> WHAT YOU SHOULD DO: Look through the listing below and count the lines holding "weathered". Reply with the number alone.

> INPUT RECORDS:
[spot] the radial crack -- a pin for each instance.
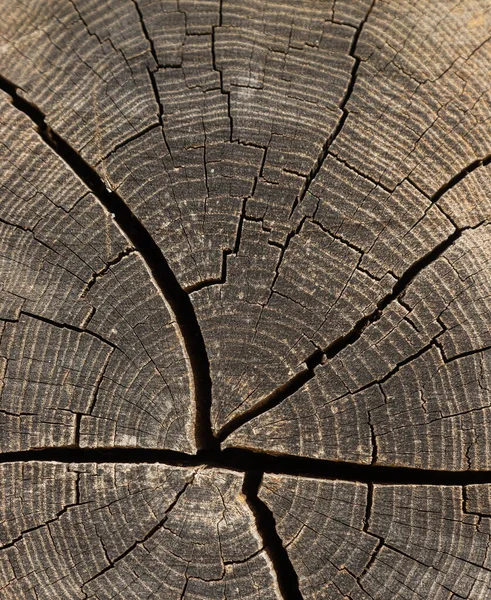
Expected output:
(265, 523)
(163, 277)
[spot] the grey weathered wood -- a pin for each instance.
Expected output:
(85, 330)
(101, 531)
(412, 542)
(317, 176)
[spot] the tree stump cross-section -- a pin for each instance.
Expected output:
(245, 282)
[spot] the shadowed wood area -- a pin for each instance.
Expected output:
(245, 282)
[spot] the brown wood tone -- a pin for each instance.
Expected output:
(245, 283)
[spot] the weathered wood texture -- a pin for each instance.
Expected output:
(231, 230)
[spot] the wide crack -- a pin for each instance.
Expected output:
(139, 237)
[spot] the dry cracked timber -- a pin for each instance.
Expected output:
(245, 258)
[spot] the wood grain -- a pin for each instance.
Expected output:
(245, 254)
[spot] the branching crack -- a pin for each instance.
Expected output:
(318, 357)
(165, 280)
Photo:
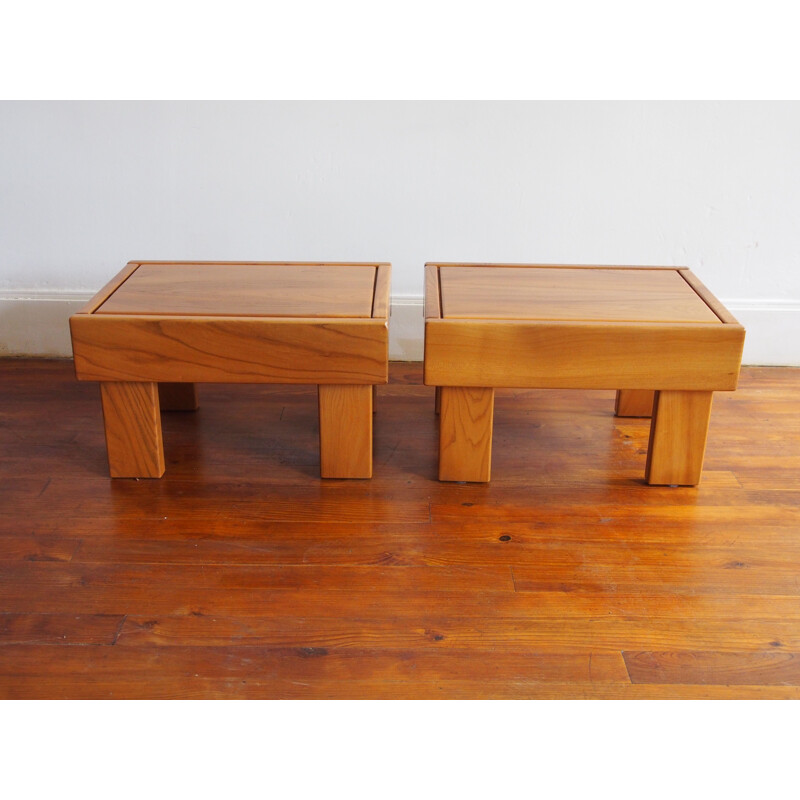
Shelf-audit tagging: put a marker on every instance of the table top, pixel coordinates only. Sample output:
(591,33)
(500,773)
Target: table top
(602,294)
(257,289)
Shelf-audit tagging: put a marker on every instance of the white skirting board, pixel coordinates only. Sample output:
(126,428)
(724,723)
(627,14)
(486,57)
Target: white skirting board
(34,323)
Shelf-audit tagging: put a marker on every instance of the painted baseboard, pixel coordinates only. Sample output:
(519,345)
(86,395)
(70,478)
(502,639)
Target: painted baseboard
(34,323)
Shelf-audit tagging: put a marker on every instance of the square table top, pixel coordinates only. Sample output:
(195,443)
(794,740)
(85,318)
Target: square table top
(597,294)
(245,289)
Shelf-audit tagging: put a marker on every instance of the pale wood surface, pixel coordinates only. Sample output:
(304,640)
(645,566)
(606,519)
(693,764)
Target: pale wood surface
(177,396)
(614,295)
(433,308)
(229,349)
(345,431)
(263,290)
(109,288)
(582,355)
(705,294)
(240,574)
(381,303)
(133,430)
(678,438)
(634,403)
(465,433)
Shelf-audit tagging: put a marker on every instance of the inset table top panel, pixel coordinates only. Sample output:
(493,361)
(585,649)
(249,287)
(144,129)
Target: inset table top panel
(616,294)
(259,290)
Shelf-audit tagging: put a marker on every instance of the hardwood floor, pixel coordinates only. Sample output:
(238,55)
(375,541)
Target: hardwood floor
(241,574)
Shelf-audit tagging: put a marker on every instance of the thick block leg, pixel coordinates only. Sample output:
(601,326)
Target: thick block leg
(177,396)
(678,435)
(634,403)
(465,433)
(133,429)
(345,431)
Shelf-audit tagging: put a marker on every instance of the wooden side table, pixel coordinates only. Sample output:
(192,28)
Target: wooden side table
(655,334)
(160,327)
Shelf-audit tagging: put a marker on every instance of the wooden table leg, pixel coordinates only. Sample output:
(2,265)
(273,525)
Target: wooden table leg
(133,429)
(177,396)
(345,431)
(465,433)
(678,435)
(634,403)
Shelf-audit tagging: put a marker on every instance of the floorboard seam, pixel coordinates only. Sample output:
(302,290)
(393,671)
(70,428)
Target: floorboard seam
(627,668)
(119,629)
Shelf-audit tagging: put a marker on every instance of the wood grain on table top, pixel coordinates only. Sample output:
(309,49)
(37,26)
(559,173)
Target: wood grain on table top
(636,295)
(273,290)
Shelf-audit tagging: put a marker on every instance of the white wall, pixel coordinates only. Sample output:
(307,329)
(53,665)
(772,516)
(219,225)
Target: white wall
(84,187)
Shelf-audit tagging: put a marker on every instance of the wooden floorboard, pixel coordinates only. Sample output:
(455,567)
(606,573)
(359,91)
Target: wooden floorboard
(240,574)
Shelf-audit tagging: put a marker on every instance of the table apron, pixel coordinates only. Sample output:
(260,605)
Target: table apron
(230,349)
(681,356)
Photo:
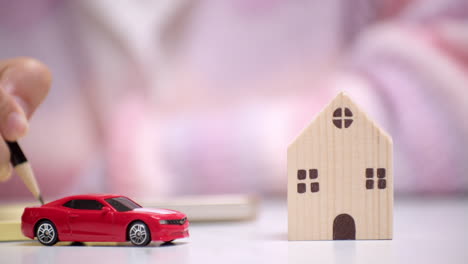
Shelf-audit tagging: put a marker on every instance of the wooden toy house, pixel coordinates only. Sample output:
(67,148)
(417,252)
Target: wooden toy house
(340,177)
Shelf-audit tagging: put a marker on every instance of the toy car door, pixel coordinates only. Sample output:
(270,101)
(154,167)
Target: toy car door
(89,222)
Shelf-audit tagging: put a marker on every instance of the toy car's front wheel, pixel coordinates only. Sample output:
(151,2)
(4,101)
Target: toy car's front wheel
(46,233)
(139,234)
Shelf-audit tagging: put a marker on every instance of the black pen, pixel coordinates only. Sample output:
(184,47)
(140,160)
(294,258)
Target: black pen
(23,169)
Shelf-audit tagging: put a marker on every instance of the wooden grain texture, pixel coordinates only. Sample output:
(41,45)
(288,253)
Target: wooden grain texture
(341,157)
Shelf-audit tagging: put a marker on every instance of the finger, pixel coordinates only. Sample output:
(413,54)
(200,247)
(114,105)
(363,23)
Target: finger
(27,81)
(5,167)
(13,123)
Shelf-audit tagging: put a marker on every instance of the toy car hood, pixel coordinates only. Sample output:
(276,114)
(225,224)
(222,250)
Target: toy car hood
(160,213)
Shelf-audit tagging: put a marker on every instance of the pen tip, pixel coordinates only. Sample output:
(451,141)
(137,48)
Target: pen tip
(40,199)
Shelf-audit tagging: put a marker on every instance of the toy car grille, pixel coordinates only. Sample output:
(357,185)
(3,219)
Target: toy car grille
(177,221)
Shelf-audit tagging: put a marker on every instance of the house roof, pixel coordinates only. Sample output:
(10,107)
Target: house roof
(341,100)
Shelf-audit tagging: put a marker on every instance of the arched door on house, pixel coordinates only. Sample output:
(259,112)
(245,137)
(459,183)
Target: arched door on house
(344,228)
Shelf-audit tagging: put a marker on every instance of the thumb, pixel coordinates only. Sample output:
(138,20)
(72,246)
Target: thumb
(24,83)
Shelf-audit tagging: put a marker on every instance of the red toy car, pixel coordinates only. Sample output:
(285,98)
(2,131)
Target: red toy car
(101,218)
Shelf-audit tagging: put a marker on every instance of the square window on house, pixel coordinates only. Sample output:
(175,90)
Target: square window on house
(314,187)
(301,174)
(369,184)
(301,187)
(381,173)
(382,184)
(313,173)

> OUTPUT: 2